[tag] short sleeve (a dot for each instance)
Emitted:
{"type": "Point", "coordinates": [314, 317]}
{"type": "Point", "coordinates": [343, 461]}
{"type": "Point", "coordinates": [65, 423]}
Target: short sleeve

────────────────

**What this task involves**
Copy out every line of the records above with no changes to any word, character, or number.

**Full solution**
[tag] short sleeve (a dot for each instance)
Emitted:
{"type": "Point", "coordinates": [314, 317]}
{"type": "Point", "coordinates": [343, 461]}
{"type": "Point", "coordinates": [65, 423]}
Target: short sleeve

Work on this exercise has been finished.